* _Brano estratto_
● ● ● ● ● ● ●
Ma la verve e l'assurdo umorismo di Adams ben si prestano a una lettura in compagnia: ci vuole una spalla all'altezza, per apprezzare appieno le tante insensatezze che costellano questo strampalatissimo romanzo.
Sono inoltre ragionevolmente certo che l'incomprensibilità di quasi tutto ciò che è scritto qua dentro può condurre a voli pindarici più o meno costruttivi. Affrontare in due tali cervellotiche elucubrazioni, con buona probabilità concorrerà a limitare l'emicrania derivante dalla lettura. Siete avvisati.

Il talento di Adams nel piazzare scene completamente slegate tra loro senza soluzione di continuità, per poi ricollegare tutti i fili, è sicuramente unico. Purtroppo ho trovato che in questo caso l'autore si sia fatto prendere troppo la mano, lasciando il lettore totalmente spaesato fino alle ultimissime pagine (anzi, anche oltre...). Per riuscire a cogliere tutti i rimandi e le scene apparentemente senza senso, questo libro necessiterebbe probabilmente di ben più di una lettura. Ma questo ha reso la prima un po' troppo ostica, per essere considerata totalmente piacevole.
● ● ● ● ● ● ●
* _Sezione dati_
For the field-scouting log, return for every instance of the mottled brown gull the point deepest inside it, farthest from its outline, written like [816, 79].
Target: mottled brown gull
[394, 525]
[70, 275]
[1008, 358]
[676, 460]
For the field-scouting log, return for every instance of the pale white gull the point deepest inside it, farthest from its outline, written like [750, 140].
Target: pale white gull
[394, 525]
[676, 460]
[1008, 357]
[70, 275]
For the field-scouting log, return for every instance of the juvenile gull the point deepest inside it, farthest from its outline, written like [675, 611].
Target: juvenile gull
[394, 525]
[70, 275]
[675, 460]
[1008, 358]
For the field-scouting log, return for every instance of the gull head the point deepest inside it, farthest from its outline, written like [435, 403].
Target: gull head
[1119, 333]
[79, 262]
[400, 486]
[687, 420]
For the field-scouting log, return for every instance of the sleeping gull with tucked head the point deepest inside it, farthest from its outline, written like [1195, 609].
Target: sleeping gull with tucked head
● ● ● ● ● ● ●
* _Consegne_
a - Trascrivi parola per parola le righe dei dati, da quella che contiene "like [1195, 609]." fino all'ultima, entrambe incluse.
b - Scrivi il seguito della recensione del romanzo di Adams, partendo subito dopo l'ultima frase riportata.

* _Le risposte_
a -
For the field-scouting log, return for every instance of the sleeping gull with tucked head the point deepest inside it, farthest from its outline, written like [1195, 609].
Target: sleeping gull with tucked head

b -
Io adoro l'umorismo e l'inventiva scatenata di questo scrittore (la Guida Galattica è probabilmente uno dei miei libri preferiti), ma in questo caso (come nei capitoli meno ispirati della saga principale) ho notato notevoli alti e bassi, con capitoli riuscitissimi ed estremamente gradevoli, alternati ad altri decisamente sottotono e forzati, sia come comicità che come lunghezza.

Un punto a favore è segnato grazie ai personaggi: Dirk Gently e compagnia (fino ai personaggi più marginali e secondari) sono caratterizzati in maniera originale e godibile. Dal protagonista fino all'ultima delle "comparse", ognuno è a suo modo memorabile e inserito in scene e dialoghi davvero surreali e spassosi.

In definitiva ho trovato La lunga oscura pausa caffè dell'anima eccessivamente disorganico (per quanto questa mancanza di ordine sia assolutamente voluta e costruita sapientemente) e disomogeneo in quanto a qualità e a divertimento generato. Ciò non toglie che sia stata sicuramente un'esperienza interessante, nella sua completa e totalizzante follia.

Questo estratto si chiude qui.